■ **What is required**
Retype, word for word, only the lines from the one with "Would you please locate the black puffer" through the last line of the data below.

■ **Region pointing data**
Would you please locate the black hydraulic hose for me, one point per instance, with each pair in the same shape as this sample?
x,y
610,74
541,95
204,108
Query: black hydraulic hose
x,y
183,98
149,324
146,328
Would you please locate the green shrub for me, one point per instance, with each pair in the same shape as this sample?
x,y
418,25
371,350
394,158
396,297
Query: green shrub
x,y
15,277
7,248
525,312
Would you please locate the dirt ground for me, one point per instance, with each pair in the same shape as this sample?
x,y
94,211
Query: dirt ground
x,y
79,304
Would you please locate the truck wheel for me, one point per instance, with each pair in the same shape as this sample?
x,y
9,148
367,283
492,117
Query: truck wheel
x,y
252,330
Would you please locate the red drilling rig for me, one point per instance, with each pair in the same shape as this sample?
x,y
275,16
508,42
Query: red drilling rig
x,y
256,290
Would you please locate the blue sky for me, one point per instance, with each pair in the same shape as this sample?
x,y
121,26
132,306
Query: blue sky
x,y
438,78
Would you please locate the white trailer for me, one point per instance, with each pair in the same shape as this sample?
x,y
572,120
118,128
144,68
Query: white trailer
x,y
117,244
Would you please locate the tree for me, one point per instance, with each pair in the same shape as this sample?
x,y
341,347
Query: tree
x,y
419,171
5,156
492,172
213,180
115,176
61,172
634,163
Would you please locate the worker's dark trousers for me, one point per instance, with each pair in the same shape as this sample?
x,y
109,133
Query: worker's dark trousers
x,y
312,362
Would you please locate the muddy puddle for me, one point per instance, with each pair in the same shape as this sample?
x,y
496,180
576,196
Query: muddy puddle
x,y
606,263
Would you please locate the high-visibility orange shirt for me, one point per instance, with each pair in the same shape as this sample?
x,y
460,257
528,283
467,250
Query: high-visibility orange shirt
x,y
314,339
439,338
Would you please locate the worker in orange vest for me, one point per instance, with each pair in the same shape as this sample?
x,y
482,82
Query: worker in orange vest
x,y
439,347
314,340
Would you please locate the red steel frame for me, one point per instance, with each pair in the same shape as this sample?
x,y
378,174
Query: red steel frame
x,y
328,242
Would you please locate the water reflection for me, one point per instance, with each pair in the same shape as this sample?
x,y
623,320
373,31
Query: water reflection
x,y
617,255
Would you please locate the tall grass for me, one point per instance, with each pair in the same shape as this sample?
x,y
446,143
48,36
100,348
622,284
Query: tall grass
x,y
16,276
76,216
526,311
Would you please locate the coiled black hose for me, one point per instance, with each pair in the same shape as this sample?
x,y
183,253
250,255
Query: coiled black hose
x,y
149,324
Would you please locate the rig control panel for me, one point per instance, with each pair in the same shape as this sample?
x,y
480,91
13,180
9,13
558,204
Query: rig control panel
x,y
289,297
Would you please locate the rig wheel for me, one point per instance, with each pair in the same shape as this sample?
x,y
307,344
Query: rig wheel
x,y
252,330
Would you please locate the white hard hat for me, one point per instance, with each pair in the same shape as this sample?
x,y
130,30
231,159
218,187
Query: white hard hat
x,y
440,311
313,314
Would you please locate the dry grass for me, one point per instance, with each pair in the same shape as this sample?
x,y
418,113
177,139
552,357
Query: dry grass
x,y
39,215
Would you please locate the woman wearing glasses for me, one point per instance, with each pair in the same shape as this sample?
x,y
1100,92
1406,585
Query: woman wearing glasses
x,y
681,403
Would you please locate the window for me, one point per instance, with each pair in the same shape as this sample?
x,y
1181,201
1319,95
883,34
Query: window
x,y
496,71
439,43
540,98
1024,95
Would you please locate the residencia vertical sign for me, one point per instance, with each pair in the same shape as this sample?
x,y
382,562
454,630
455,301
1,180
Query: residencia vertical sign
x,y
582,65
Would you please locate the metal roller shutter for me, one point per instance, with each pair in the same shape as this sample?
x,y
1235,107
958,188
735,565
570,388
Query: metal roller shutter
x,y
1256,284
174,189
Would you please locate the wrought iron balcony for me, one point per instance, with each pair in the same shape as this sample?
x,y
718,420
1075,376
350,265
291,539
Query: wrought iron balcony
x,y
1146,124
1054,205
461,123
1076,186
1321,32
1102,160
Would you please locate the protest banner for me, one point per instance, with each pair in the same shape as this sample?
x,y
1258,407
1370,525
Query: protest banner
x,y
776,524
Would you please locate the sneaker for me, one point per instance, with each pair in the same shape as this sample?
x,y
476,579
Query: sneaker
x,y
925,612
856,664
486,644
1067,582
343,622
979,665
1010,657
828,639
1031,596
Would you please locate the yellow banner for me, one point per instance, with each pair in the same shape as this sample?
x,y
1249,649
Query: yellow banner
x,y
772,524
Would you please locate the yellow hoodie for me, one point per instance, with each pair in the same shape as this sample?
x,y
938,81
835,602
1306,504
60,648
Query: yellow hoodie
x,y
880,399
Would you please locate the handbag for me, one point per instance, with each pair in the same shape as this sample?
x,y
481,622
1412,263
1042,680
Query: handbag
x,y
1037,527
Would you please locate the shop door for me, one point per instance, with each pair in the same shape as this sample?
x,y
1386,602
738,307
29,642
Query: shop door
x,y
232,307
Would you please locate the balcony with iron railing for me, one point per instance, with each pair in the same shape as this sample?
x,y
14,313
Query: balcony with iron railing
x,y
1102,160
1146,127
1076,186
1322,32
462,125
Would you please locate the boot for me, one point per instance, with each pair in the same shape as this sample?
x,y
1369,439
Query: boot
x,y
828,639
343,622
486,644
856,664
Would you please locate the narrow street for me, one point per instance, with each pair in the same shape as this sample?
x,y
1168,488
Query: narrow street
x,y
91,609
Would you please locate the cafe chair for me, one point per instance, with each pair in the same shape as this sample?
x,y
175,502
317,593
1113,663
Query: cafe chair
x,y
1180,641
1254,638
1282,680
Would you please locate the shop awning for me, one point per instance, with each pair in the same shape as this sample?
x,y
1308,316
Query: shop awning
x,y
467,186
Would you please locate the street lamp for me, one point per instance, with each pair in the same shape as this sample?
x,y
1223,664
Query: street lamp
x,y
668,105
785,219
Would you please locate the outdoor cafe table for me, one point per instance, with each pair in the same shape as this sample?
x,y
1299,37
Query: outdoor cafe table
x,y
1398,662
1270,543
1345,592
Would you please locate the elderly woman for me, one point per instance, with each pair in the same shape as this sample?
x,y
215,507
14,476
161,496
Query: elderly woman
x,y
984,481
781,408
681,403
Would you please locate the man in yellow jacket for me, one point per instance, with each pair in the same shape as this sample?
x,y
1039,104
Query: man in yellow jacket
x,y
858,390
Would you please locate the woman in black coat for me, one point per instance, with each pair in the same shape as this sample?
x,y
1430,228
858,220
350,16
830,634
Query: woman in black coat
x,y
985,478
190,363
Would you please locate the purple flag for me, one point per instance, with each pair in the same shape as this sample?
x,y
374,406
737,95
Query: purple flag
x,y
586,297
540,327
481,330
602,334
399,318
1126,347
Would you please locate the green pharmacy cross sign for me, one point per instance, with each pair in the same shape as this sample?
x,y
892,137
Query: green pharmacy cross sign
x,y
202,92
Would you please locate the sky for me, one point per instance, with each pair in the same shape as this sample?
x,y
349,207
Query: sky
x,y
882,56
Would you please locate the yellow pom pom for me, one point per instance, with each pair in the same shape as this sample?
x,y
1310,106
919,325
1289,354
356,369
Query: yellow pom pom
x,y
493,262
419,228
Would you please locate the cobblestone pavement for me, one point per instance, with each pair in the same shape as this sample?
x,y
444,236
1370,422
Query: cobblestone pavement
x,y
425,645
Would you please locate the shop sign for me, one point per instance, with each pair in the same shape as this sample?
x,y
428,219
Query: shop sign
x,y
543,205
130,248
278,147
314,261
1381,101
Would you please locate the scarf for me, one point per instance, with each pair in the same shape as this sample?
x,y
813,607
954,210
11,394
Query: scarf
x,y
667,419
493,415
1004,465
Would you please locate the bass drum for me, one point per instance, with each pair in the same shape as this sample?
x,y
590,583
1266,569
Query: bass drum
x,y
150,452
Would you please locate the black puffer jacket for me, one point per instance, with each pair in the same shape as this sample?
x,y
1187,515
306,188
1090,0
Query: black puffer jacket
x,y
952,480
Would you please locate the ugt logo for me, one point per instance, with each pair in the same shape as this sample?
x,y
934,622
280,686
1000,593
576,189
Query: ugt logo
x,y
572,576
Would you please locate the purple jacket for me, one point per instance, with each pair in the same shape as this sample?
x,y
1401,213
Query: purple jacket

■ **Solution below**
Would you please locate the black puffer jacket for me, one point per instance, with each pair in the same shape as this sample?
x,y
1187,515
306,188
1090,0
Query: black puffer jacket
x,y
952,480
Would you please locate the ugt logo for me, one point per instance, with each pair in the same shape as this sample?
x,y
934,622
280,686
1000,593
576,189
Query: ugt logo
x,y
572,576
Would you please locate the purple jacket for me, one point per instance, with each pair in the same shape as this sample?
x,y
1401,213
Query: purple jacket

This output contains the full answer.